### Excerpt provided
Delve a bit deeper and they appear to do lots of different wood finishes
His prices are steep but include p&p so assume collection would make it a lot cheaper


----------



## AndyT (2 Oct 2016)

Steve, is there any special reason for making the beading on separate little strips, rather than just working a bead next to a tongue on one edge and a groove on the other?


----------



## Steve Maskery (2 Oct 2016)

Lurker 
Thanks for that, I know where wigwam Lane is. I'll give them a shout tomorrow. I can't find place in Huthwaite, Google is not being my friend. It doesn't help not being able to remember the name, of course. 

Andy 
Good question! Yes there is. I want fairly wide boards and it is better use of the timber to do it this way. As it has turned out of might have looked better not being quite so wide, but it's too late now. It'll look fine. I hope.


----------



## Steve Maskery (8 Oct 2016)

Well I have been getting on with the decorating project (of which this wainscotting is a part), but very slowly.

All the boards had a groove cut into both edges. I've borrowed this slotter from the Community workshop. It's not very sharp, to put it mildly. I really ought to buy a new set.






I started to sand the boards. I don't have a huge range of abrasives any more, and those I do have are not really suitable for wood. The Festool Brilliant are not actually brilliant on wood. I should have read the spec more thoroughly before buying them.

So I decided to order some Abranet from Axi. I use the small rectangular pads for hand sanding, so I know how good it is. But immediately after ordering it I read the reviews and one reviewer was complaining that the discs didn't stick to his Fessy. 

So I rang Axi to check that they really are suitable. I once had a tour of the Festool factory and I do know that Festool make their own Velcro (or at least have it made). It is different to ordinary anorak-cuff stuff.

### Task statement
Reproduce the wainscotting forum thread above word for word, in full.

### Given information
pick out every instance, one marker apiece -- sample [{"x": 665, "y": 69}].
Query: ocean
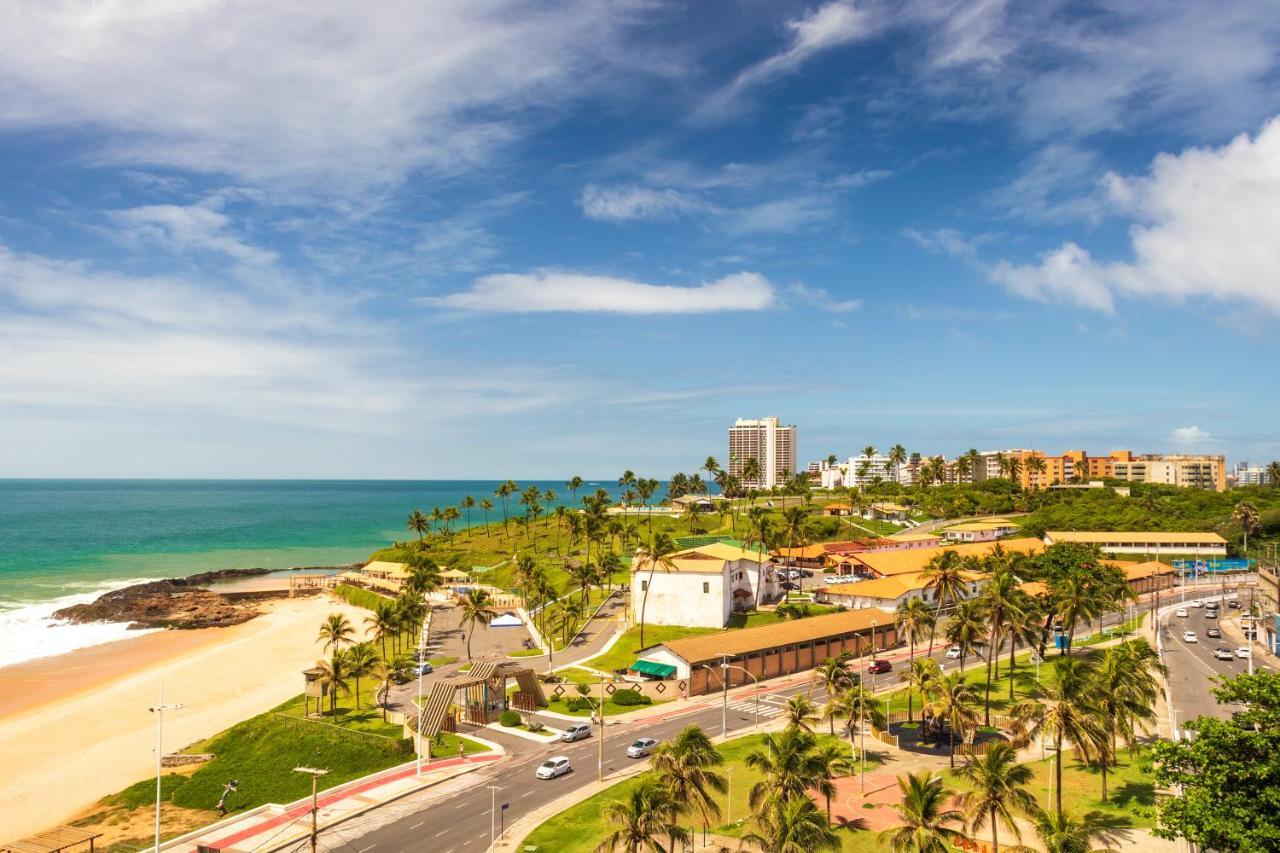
[{"x": 64, "y": 542}]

### Solution for this exercise
Delve a bit deeper and they appear to do lots of different wood finishes
His prices are steep but include p&p so assume collection would make it a lot cheaper


----------



## AndyT (2 Oct 2016)

Steve, is there any special reason for making the beading on separate little strips, rather than just working a bead next to a tongue on one edge and a groove on the other?


----------



## Steve Maskery (2 Oct 2016)

Lurker 
Thanks for that, I know where wigwam Lane is. I'll give them a shout tomorrow. I can't find place in Huthwaite, Google is not being my friend. It doesn't help not being able to remember the name, of course. 

Andy 
Good question! Yes there is. I want fairly wide boards and it is better use of the timber to do it this way. As it has turned out of might have looked better not being quite so wide, but it's too late now. It'll look fine. I hope.


----------



## Steve Maskery (8 Oct 2016)

Well I have been getting on with the decorating project (of which this wainscotting is a part), but very slowly.

All the boards had a groove cut into both edges. I've borrowed this slotter from the Community workshop. It's not very sharp, to put it mildly. I really ought to buy a new set.






I started to sand the boards. I don't have a huge range of abrasives any more, and those I do have are not really suitable for wood. The Festool Brilliant are not actually brilliant on wood. I should have read the spec more thoroughly before buying them.

So I decided to order some Abranet from Axi. I use the small rectangular pads for hand sanding, so I know how good it is. But immediately after ordering it I read the reviews and one reviewer was complaining that the discs didn't stick to his Fessy. 

So I rang Axi to check that they really are suitable. I once had a tour of the Festool factory and I do know that Festool make their own Velcro (or at least have it made). It is different to ordinary anorak-cuff stuff.